◆ QUÉ SE PIDE:
Continúa el texto sobre los 400 años del cabo de Hornos a partir de su última frase.

___ FRAGMENTO DEL TEXTO ___

Paco Nadal >> El Viajero

02 feb 2016

El cabo de Hornos iza 400 velas

Por: Paco Nadal

Walalla navegando
El viernes pasado se cumplió el cuarto centenario de uno de los descubrimientos que marcaron la navegación mundial. El 29 de enero de 1616 un barco holandés, el Eendracht, encontró un paso más al sur del estrecho de Magallanes que comunicaba el océano Atlántico con el Pacífico. Acababan de descubrir el cabo de Hornos.

Aquel cabo (en realidad, una isla) era el final de las tierras conocidas de Sudamérica. Y aunque 38 años antes sir Francis Drake (el pirata Drake para los españoles) ya había intuido su existencia, aquellos holandeses fueron los primeros en transitar por una nueva ruta que pese a su peligrosidad conectaría durante los siguientes siglos (hasta la apertura del canal de Panamá) Europa con la costa del Pacífico americano y con el Lejano Oriente.

Los holandeses bautizaron el accidente geográfico como kaap Hoorn (cabo Hoorn), en honor a la ciudad holandesa del mismo nombre de la que procedían. El secular problema de los españoles con los idiomas terminó transformado el neerlandés kaap Hoorn en el más castizo cabo de Hornos.

He tenido la suerte de cruzar cuatro veces el cabo de Hornos, pero si he de quedarme con una sería sin duda la primera, cuando lo doblé en un barco a vela, imitando a aquellos viejos clippers y bergantines de la era gloriosa de las exploraciones. Ésta es la crónica que publiqué de aquel viaje. La recupero hoy para soplar sobre esas 400 velas que enciende el cabo de Hornos.

___ MATERIAL PROPORCIONADO ___

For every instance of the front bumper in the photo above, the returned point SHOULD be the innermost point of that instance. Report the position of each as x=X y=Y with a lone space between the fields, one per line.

___

◆ RESPUESTA:
Walalla y cabo de Hornos

"Hace 214 años, el almirante francés Jean Francoise Galaup dobló el Cabo de Hornos al mando del navío científico francés l’Astrolabe. El buen tiempo y la ausencia de vientos fuertes le llevó a escribir en el cuaderno de bitácora: “La navegación por este punto es como todas las demás navegaciones en latitudes extremas; las dificultades que uno espera encontrar son el efecto de antiguos prejuicios que han de desaparecer”. Poco después, una tormenta de magnitudes bíblicas hacía desaparecer el l’Astrolabe y la flotilla que le acompañaba, en una clara demostración de que toda prudencia a la hora de emitir juicios estúpidos, es poca.

Y ahora estamos aquí, en este mismo punto mágico que dobló Laperouse y otros tantos navegantes famosos, el acantilado negro y tétrico de la isla de Hornos donde el Atlántico y el Pacífico se unen para pergeñar la madre de todas las tormentas, y no sopla una brisa. Como Laperouse, el mito del cabo del miedo, del fin de la tierra conocida se ha diluido en una patena de calmas.

Hace una semana que nuestro navío, el `Valhalla´, abandonó la rada de Ushuaia, la ciudad más austral del mundo. Se trata de una goleta de casco de acero y dos mástiles construida a mano, durante dos largos años, por Pascal y Bernardette, una pareja de franceses colgados del mar. Antes alquilaban el `Valhalla´ a turistas ricos en el Caribe, pero tras atravesar el cabo de Hornos como tripulante de un barco en la de regata Nueva York-San Francisco, Pascal abandonó la molicie del trópico para poner proa a una vida más austera y en contacto con el mar de verdad en este confín de la Tierra de Fuego.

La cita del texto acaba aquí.